Available data:

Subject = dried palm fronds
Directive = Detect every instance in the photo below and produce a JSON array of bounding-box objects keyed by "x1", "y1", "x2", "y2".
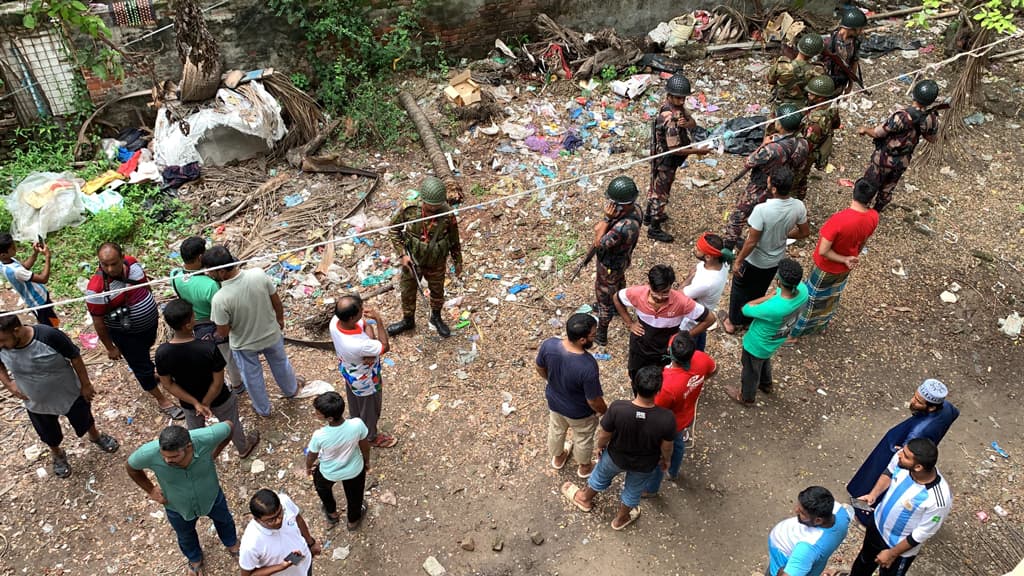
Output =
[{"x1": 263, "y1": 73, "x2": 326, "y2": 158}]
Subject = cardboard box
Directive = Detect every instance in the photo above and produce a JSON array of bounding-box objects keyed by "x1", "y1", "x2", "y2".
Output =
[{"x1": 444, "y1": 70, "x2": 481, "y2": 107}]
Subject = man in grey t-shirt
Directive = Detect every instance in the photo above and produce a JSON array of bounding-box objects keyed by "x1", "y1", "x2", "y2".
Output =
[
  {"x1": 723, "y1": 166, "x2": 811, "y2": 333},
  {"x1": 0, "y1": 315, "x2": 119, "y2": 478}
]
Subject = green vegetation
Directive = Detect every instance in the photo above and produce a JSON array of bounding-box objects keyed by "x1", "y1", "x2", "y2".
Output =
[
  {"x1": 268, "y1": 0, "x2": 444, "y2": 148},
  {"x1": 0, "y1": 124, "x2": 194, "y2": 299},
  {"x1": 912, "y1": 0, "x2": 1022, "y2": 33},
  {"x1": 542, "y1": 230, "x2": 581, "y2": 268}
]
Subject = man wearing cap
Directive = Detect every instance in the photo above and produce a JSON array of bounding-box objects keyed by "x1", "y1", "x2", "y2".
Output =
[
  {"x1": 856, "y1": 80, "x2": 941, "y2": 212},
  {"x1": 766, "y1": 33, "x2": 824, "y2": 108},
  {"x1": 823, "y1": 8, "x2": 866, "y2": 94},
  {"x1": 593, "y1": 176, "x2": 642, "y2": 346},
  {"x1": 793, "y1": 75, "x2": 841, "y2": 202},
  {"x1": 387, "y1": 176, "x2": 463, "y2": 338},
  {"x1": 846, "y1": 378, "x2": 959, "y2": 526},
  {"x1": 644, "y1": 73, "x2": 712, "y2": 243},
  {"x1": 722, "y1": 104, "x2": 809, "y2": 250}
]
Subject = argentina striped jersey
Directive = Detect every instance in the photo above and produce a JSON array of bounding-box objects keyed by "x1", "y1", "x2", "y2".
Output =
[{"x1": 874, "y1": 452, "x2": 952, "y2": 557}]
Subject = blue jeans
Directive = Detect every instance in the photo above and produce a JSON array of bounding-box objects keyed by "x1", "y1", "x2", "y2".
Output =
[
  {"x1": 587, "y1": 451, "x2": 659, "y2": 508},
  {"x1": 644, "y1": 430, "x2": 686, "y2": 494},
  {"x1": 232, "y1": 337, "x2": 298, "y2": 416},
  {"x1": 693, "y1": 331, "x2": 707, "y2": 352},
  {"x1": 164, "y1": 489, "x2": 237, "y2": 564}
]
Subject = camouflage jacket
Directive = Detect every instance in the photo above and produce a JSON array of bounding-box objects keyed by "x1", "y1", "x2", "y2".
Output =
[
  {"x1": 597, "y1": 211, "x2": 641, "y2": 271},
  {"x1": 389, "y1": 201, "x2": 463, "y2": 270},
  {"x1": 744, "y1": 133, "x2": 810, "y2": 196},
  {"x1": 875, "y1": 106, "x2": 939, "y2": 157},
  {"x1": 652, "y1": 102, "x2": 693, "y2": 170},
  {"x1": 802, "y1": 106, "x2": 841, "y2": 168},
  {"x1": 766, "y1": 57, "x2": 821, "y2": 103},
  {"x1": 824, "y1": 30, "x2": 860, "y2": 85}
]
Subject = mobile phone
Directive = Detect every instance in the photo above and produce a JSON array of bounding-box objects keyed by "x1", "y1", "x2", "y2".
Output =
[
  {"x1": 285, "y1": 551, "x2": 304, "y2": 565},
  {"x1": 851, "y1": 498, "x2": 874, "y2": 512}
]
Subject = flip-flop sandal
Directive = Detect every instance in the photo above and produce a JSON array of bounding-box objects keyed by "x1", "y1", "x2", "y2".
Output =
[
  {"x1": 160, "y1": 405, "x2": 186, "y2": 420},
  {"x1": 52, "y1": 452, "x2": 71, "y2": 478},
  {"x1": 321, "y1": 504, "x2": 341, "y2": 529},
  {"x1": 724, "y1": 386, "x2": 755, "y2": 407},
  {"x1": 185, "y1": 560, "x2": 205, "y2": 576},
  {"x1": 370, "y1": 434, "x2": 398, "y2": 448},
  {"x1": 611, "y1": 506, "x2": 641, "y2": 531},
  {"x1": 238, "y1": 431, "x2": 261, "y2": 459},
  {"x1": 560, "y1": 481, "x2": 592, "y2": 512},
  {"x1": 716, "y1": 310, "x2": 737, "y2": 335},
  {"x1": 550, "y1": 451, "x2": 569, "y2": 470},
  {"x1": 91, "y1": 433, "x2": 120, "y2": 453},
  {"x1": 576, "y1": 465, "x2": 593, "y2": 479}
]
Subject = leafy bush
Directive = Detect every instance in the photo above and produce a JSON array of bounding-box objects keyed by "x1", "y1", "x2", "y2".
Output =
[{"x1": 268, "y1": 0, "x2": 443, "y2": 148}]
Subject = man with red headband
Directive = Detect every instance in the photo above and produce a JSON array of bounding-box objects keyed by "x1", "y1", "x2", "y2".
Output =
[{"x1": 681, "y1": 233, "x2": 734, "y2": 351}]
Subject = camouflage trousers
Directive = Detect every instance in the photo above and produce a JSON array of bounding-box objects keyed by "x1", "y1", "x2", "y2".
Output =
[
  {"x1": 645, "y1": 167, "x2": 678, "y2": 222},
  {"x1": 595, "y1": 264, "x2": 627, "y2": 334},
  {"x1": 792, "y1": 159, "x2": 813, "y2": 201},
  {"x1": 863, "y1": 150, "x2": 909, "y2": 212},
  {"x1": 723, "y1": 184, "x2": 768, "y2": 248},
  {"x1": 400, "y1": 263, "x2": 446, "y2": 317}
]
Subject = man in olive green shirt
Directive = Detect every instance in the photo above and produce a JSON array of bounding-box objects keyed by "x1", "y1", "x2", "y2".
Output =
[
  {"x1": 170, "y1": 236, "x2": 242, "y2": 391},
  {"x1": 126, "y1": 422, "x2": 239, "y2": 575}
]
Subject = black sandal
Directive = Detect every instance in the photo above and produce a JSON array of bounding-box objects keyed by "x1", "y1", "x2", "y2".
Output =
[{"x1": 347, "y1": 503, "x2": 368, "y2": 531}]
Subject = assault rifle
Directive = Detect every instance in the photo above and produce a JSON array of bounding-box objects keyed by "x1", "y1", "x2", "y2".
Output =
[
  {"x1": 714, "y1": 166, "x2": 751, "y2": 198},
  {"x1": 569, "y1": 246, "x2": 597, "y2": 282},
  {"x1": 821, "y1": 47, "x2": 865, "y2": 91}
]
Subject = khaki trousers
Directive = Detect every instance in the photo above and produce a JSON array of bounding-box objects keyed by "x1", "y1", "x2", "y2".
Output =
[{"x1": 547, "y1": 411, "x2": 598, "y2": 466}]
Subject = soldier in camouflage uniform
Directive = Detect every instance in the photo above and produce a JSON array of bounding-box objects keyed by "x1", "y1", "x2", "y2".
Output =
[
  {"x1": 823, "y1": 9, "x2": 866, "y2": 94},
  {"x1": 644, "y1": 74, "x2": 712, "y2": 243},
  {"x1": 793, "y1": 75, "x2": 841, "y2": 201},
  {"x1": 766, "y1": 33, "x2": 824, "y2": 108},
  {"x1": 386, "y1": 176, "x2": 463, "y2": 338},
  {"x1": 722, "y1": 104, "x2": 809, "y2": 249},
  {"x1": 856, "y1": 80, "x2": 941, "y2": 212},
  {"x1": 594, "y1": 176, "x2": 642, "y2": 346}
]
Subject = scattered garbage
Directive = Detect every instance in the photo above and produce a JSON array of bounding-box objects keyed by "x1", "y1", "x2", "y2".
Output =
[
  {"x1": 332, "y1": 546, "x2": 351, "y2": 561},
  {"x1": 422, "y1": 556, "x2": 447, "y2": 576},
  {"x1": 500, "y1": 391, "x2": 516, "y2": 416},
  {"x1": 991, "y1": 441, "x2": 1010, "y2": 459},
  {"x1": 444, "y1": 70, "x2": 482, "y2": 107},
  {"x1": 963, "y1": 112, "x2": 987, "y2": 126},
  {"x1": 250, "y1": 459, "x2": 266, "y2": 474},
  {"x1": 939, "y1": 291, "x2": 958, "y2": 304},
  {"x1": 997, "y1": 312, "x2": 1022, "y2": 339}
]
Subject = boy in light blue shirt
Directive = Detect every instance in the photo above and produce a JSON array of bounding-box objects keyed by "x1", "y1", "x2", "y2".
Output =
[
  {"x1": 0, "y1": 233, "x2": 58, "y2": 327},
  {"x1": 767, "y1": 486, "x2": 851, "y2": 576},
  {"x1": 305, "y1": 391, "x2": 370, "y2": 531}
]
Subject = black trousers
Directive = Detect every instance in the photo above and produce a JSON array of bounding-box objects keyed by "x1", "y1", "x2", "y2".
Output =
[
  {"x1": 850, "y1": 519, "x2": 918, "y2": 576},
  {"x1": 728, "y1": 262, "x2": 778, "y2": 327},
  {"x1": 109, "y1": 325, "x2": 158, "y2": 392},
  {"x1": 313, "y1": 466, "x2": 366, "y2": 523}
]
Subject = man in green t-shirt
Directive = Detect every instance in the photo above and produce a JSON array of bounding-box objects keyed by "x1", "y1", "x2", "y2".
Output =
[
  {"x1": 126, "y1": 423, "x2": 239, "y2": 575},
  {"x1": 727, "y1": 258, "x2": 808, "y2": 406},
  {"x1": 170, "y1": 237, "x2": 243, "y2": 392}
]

Exercise:
Say how many lines of the material above contain the string "trousers". Write nothing but the number.

Solution for this problem:
3